## Work required
Filter the entries below, copying every line that contains the word "jeans" and omitting all others. Treat the match as case-sensitive.

(Rows from a dataset)

.....

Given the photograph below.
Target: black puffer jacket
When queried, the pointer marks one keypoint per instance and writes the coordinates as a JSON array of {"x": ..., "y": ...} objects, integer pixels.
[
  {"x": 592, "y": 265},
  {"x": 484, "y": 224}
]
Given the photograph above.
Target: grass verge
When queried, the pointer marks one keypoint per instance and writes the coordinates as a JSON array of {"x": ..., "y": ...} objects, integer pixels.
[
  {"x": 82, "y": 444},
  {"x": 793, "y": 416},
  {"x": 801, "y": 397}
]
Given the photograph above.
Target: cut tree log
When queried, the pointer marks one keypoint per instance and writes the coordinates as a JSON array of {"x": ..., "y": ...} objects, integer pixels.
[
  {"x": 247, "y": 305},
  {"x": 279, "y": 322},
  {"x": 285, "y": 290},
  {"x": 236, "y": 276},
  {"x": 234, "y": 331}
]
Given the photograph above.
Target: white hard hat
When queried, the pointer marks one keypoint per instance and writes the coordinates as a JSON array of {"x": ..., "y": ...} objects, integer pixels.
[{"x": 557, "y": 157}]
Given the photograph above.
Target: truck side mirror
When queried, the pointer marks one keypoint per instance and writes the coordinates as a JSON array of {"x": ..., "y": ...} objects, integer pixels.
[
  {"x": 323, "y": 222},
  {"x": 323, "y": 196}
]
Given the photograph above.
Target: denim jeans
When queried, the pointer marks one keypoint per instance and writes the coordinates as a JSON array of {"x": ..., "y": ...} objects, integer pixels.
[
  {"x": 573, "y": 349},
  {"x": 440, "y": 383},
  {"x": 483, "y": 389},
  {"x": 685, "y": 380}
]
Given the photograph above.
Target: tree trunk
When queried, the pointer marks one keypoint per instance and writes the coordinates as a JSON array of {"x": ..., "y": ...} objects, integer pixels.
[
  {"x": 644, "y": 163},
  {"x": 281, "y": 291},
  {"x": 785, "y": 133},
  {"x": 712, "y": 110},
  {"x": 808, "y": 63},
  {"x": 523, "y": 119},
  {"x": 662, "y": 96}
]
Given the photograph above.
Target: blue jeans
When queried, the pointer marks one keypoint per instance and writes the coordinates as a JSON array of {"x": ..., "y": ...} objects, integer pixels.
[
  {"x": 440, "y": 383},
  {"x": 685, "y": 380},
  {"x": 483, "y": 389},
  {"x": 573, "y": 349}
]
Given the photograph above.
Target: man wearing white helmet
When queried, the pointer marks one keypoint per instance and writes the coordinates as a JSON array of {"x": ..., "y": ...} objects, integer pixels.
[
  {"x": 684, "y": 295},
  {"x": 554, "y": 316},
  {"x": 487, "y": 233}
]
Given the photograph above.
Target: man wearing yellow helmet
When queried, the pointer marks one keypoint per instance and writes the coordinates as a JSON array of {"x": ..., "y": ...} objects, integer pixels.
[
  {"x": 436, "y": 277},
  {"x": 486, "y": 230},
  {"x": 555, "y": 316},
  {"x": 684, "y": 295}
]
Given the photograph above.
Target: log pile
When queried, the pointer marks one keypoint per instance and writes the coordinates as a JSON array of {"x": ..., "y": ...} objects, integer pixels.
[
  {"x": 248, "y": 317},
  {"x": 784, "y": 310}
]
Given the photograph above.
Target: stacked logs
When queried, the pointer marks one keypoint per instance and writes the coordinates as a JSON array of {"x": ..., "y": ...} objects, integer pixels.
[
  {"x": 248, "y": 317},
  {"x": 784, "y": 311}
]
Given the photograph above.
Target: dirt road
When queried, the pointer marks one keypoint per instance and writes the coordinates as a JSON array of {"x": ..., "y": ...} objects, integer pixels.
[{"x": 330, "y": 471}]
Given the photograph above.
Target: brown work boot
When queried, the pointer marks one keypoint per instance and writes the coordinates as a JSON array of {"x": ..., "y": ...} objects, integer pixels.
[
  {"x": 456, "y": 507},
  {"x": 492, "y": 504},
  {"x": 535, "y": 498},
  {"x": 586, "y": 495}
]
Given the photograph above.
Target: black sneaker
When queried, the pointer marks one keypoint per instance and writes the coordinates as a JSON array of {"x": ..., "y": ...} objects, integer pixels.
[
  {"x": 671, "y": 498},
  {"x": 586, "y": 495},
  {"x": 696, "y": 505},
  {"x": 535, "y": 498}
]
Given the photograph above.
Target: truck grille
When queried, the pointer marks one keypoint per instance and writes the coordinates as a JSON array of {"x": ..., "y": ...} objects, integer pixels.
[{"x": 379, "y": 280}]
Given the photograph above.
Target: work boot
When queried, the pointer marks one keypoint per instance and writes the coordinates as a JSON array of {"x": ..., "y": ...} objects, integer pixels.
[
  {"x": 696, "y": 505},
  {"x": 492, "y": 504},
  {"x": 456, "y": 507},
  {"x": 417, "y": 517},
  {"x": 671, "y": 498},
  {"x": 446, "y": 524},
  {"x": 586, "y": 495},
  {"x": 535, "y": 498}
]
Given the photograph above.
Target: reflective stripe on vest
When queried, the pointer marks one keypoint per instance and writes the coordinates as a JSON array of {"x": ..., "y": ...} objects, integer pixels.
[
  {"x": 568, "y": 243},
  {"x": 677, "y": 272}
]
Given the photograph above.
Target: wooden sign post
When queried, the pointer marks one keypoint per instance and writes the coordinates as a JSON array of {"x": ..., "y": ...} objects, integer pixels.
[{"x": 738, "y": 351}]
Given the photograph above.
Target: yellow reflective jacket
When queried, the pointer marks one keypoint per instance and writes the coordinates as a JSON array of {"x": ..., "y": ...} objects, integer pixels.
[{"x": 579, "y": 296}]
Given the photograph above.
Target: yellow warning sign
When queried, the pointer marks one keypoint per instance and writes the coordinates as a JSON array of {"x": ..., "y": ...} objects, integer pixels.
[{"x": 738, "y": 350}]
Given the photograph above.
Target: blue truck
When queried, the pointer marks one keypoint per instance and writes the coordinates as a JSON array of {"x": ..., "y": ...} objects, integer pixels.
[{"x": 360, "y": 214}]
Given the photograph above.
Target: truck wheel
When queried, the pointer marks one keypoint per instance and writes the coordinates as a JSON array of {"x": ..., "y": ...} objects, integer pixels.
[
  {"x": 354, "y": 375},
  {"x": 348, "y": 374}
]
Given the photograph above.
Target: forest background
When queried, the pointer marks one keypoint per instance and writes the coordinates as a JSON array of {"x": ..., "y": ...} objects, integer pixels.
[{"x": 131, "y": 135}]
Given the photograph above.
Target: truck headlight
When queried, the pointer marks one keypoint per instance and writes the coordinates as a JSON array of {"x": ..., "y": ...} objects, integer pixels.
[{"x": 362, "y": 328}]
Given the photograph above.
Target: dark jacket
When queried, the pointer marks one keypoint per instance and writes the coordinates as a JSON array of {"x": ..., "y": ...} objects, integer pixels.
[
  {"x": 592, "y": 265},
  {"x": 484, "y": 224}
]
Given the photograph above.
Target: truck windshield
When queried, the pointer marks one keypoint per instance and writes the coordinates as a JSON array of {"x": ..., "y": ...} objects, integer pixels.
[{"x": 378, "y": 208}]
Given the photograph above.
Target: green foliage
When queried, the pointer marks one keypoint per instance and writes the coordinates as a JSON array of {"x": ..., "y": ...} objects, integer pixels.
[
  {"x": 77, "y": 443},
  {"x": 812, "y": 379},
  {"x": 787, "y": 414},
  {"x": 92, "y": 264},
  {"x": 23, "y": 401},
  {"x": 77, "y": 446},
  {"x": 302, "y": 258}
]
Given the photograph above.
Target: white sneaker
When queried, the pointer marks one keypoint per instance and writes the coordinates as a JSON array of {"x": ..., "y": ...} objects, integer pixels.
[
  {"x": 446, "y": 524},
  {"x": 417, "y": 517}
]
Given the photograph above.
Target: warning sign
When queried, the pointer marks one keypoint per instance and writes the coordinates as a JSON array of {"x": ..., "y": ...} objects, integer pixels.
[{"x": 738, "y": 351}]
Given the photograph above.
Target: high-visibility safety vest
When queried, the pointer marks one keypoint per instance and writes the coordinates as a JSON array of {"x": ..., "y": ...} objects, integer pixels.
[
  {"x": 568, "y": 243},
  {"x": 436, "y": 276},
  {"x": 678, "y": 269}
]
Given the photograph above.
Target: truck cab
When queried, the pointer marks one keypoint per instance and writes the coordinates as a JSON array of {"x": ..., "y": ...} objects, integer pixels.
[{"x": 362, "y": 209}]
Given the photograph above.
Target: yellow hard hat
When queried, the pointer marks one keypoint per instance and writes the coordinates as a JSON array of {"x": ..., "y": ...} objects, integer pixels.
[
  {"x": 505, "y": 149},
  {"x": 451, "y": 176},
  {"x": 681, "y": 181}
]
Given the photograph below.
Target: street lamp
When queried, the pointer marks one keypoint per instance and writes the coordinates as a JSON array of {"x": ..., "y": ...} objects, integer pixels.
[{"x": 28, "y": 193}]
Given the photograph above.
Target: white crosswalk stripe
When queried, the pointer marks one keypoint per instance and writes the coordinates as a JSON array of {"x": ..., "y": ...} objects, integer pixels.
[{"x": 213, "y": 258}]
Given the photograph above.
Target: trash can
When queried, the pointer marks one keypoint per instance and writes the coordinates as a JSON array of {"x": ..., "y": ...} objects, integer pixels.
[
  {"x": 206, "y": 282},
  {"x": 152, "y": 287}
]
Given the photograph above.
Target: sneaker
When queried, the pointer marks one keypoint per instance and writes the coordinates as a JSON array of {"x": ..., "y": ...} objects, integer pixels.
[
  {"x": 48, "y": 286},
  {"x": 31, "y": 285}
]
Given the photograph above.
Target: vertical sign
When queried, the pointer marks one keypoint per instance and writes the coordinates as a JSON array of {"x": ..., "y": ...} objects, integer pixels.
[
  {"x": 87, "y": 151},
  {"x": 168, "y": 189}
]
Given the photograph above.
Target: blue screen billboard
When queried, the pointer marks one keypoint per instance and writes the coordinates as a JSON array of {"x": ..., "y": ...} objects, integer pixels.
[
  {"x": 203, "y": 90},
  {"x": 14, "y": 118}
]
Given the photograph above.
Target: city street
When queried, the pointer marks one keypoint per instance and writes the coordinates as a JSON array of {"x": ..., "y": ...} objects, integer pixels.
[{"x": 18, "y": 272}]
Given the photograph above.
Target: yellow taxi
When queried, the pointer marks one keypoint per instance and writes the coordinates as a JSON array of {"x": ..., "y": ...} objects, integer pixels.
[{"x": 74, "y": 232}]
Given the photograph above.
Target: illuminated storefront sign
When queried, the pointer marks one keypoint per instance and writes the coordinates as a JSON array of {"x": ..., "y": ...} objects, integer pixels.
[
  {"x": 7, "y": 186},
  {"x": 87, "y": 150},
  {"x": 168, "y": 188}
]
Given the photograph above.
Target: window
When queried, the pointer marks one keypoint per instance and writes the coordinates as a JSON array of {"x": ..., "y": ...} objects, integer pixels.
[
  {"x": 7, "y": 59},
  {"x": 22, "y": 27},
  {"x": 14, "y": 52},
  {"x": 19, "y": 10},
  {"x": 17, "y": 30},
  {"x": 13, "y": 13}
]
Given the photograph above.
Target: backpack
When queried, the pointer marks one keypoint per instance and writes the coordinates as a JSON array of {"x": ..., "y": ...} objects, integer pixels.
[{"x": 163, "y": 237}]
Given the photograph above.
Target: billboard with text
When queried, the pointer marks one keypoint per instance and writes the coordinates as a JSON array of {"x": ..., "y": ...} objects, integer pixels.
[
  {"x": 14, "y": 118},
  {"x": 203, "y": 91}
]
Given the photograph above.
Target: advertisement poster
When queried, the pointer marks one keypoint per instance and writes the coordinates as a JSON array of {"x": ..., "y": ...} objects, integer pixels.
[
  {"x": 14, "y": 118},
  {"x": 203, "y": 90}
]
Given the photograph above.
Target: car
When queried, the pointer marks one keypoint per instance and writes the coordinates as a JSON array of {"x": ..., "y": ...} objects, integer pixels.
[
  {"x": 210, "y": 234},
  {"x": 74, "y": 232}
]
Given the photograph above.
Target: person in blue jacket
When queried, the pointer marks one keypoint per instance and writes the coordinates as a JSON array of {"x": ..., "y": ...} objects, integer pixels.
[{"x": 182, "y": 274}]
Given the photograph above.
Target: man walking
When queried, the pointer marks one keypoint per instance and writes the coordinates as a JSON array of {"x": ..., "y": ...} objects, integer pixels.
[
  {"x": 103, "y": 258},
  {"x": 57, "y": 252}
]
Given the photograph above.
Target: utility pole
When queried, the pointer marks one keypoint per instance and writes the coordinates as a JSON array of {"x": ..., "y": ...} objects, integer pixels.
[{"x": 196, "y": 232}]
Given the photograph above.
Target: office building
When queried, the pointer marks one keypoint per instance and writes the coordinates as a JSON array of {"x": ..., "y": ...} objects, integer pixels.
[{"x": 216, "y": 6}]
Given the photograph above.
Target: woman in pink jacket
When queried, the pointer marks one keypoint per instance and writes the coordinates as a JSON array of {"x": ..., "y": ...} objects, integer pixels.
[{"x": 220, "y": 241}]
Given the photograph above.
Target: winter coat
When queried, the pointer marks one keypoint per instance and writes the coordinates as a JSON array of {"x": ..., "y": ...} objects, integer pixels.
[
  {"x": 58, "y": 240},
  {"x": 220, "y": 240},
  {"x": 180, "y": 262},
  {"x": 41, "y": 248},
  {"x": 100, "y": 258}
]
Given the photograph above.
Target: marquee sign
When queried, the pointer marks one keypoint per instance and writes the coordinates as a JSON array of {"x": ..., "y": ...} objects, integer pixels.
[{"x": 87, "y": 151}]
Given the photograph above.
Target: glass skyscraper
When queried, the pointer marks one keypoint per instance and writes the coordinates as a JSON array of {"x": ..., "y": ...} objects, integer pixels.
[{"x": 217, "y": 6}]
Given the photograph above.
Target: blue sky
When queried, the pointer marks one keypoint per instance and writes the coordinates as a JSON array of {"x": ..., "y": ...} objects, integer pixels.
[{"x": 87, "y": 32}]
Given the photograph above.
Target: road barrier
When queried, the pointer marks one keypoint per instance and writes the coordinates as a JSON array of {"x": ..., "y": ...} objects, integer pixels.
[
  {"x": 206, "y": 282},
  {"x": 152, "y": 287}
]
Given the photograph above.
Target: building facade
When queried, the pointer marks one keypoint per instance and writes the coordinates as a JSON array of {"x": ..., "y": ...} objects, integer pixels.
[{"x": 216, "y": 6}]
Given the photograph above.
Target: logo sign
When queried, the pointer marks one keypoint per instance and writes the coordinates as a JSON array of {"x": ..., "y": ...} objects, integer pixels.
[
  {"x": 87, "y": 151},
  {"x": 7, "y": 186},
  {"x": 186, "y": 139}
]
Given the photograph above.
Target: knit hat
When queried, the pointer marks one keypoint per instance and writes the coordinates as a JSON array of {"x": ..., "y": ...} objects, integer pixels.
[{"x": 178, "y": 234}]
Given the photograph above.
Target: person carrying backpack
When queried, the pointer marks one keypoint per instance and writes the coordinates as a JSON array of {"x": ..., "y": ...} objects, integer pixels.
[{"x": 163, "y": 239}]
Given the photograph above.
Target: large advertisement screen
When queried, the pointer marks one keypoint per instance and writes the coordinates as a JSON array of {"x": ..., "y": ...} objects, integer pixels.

.....

## Result of the exercise
Target: denim jeans
Target: blue jeans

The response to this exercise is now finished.